### Records for the task
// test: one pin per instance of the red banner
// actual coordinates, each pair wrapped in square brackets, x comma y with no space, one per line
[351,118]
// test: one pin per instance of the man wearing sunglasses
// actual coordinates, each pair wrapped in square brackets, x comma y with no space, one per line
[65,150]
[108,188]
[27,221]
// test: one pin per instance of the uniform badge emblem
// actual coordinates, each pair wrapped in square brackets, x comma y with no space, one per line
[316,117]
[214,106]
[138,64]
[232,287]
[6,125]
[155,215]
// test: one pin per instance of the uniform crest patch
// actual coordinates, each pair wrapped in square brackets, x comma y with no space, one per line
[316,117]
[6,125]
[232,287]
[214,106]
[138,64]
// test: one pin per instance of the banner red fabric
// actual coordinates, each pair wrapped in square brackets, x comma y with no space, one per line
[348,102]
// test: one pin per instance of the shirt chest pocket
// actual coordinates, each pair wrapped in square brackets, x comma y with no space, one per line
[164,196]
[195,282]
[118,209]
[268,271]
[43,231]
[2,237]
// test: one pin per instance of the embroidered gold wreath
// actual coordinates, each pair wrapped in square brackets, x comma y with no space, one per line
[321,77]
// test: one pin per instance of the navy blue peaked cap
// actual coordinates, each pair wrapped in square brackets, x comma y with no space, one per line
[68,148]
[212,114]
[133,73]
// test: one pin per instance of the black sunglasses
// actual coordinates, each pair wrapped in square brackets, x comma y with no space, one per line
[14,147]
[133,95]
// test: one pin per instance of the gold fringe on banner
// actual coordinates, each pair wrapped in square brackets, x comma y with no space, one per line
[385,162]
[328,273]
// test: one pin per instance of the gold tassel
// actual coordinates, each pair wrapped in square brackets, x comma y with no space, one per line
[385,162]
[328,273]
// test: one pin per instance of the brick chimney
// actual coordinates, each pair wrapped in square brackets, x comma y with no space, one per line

### Required work
Only one stretch of the entries above is wanted: the lines from the one containing "banner red fabric" through the one containing "shirt chest pocket". Please reproduce it exactly.

### Reply to the exercise
// test: one pin per instance of the banner red fabric
// actual coordinates, each pair wrapped in square brackets, x comma y with no space, one per line
[348,102]
// test: one pin per instance of the shirt chest pocket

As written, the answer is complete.